Directions for this task =>
From the Electron timer report that follows, list every distinct identifier (excluding the keywords "await" and "new") that appears in its line of code.

Source text =>
____________
We have been using the piece of code to perform asynchronous operations.

await new Promise((resolve) => { setTimeout(resolve, 1000); }

It would pause the execution of the code path containing it for about 1 second and resume it then. This has been working well for a long time.

Actual Behavior

Since we upgrade to Electron 7, in forked node processes, only the first several timer callbacks are called on time, while the rest of them are called extremely late for unknown reason.

Suppose we call the above piece of code for 10 times in a loop. Only the first two promises are created and resolved correctly. In addition, the process exits for unknown reason. In our production code, since there are other things going on (not computationally intensive) which keeps the process alive, we are seeing the 3rd and the rest of the Timers being created and invoked unreasonably late (around 12s after the 2nd one resolves).
____________
Provided data =>
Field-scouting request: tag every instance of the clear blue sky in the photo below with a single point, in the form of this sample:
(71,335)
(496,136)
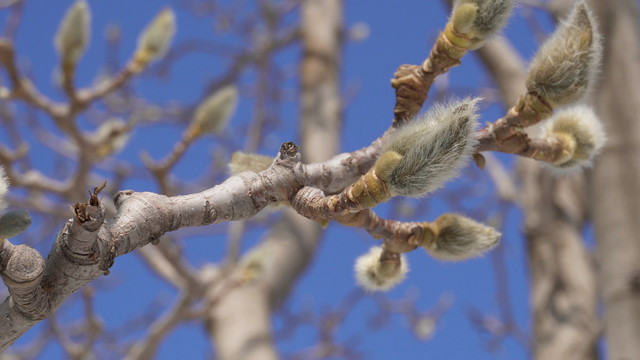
____________
Reply to the task =>
Promise, resolve, setTimeout